> _Page text_
===

The 2 Types of Buyers

Now that we’ve covered what all buyers look for, let’s cover the extent to which the two main buyer groups value each of the factors already discussed.

There are two broad categories of buyers – financial and corporate buyers. Each group has different criteria and goals for buying a business and will place a different value on the factors previously outlined. It’s crucial that you understand the two general types of buyers in the business world and which type is most likely to acquire your company. Only then can you determine what changes to focus on to drive up the value of your business and receive the highest possible price from that specific buyer group. 

When preparing to sell your business, you should start by understanding the type of buyer most likely to acquire your company. By understanding these two buyer types and their criteria, you can best position your business to be as attractive as possible to the category of buyer most suited to it. This serves to maximize the price you receive and saves you from the wasted effort of making improvements to your business that a buyer may not desire.

Here are both types in more detail and what each buyer group looks for.

Buyer Type 1: Financial Buyers

Financial buyers primarily consist of private equity firms. These buyers are likely to consider businesses in a variety of industries, including the service, technology, retail, wholesale, and manufacturing sectors. They often have general criteria they’re seeking in a business, such as the level of cash flow or limitations on customer concentration, but they don’t usually limit their search to specific industries. While there are different subsegments of financial buyers and private equity that place a varying level of importance on various criteria, I’ve summarized the primary factors that nearly all financial buyers look for below.


Financial buyers evaluate a business based on the income it can generate for them; hence their name – financial buyers. This kind of buyer is looking for an income stream and will often consider a business in any industry that meets their general investment criteria. Financial buyers are highly numbers-driven. That’s why they’re called financial buyers.

If your business is likely to be sold to a financial buyer, prioritize profitability over other factors until your EBITDA exceeds $5 million per year. If your business generates less than $2 million in EBITDA, it’s usually more beneficial to invest in sales and marketing to increase the revenue or profitability of your business than to invest in building a management team or infrastructure. To be sure, improving other value drivers helps, but most financial buyers prefer more cash flow over added infrastructure.

Since this sort of buyer is focused heavily on the numbers in the business, they’re often looking for the highest return on their investment, technically called the internal rate of return, or IRR for short. They scour the market for businesses selling at the lowest multiple, which is calculated by dividing the asking price by your EBITDA. They’re likely considering dozens of types of businesses in addition to yours.

Financial buyers are highly numbers-driven and evaluate a business based on the income it can generate for them.

Management Team

Financial buyers rarely become involved in the operations of a business. Remember, they are financial buyers, and they don’t become actively involved in the operations of the companies they acquire. Most private equity firms require that the management team and owner remain to continue operating the business after the closing, in addition to requiring significant infrastructure to ensure the business can scale. If this isn’t the case, they will bring in an external president to run the company, although this adds an additional element of risk for the investor.

===

> _Supplied material_

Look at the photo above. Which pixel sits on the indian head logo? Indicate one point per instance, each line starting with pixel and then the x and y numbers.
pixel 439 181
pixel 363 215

===

> _Direction_
Continue the text on business buyer types, starting right after its last sentence. The listing comes from a separate source and has no connection to the text on business buyer types.

> _Result_
General partners in private equity firms focus their time on acquiring companies and don’t become actively involved in the management of their investments. So, either existing management must remain to operate the business, or the private equity firm must hire a management team to run the business after the closing. The only exception to this rule is when the private equity firm owns a portfolio company that competes directly with yours, and they plan to integrate your business with that company. 

In most cases, if you aren’t willing to stay to run the company and you lack a strong management team that can run your business without you, your business will be unsalable to most private equity firms.


Some private equity firms specialize in lower middle-market businesses, which tend to have less infrastructure than larger companies. These businesses offer private equity firms more opportunity for value creation by implementing what is known as the “private equity toolkit.” This consists of a number of tools the private equity firm implements to build infrastructure into your company to improve its scalability and manageability. Other firms seek companies that already have significant infrastructure in place and shy away from any companies that lack this framework. 

In most cases, a strong management team is more important to private equity firms than strong infrastructure. While most private equity firms require significant infrastructure, the need will vary depending on the firm and its market focus. 

Private equity firms specializing in the lower middle market are skilled and experienced at installing systems and other infrastructure in businesses to enable them to quickly grow. After all, that’s one of the primary tools private equity firms use to scale a company. They often view installing infrastructure as less risky than building a new management team. Most partners at private equity firms have experience professionalizing dozens of middle-market companies. 

Companies generating nine-figures (greater than $100 million) tend to already have significant infrastructure in place, are run professionally, and don’t benefit as much from the private equity toolkit as do companies in the lower middle market. On the other hand, private equity firms that operate in the middle and upper-middle markets tend to use different tools, such as financial engineering, to create value more than PE firms operating in the lower-middle market.

Financial buyers target an internal rate of return of 20% to 30% per year, which means they aim to double or triple their investment in 3 to 5 years before selling the business again to another buyer. You might hear this referred to as a 2x or 3x MOIC, or multiple of invested capital. Generating these kinds of returns is often possible only with systems and infrastructure in place, and installing these systems and infrastructure costs time, money, and risk for the financial buyer. If your business doesn’t have this infrastructure in place, it will still be salable to a PE firm, but you won’t receive top dollar for it. 

While infrastructure is essential to financial buyers because they won’t be involved in the day-to-day operations, it’s less important than a strong management team. If you want to sell your business for the maximum amount possible, focus on building a business that’s scalable from day one.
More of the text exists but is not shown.